• AIM OF THE TASK:
Can you convert the records below into a two-column CSV with the headers "request" and "answer", one row per request, putting each value in a single quoted field and replacing line breaks with spaces? Leave the pictures out.

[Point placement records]
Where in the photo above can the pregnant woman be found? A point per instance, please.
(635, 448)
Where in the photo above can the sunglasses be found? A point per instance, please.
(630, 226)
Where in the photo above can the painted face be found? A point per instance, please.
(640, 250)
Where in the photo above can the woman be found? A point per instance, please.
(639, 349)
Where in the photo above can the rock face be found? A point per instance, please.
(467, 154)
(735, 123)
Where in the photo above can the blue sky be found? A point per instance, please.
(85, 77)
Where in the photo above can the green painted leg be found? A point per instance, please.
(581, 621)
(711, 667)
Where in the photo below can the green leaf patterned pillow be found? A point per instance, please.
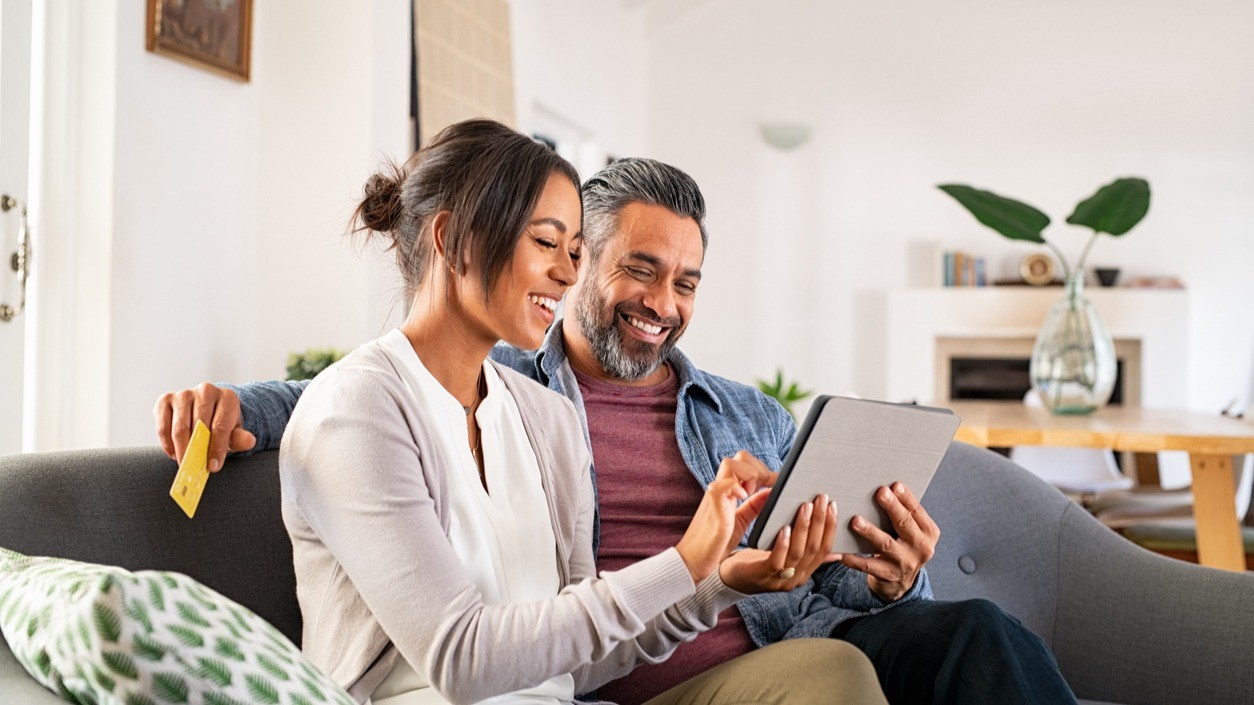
(103, 635)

• WRITTEN SOLUTION:
request,answer
"Where in the photo above can the pregnant woman be found? A point per instance, please.","(635, 448)"
"Where in the photo above can the sunglasses be found? A point per instance, please.","(630, 226)"
"Where in the photo above can the painted face be found? A point per instance, please.","(640, 250)"
"Where in the photo above can the woman be found? A point per instance, please.","(639, 349)"
"Where in the photo above can the rock face be found? A point per instance, please.","(467, 154) (735, 123)"
"Where in the photo above can the blue sky be found? A point per instance, please.","(85, 77)"
"Where in the photo above can the green painted leg be found? A point per instance, please.","(581, 621) (711, 667)"
"Where in the photo below can the green leaf patterned pillow be found? A point per instance, please.","(103, 635)"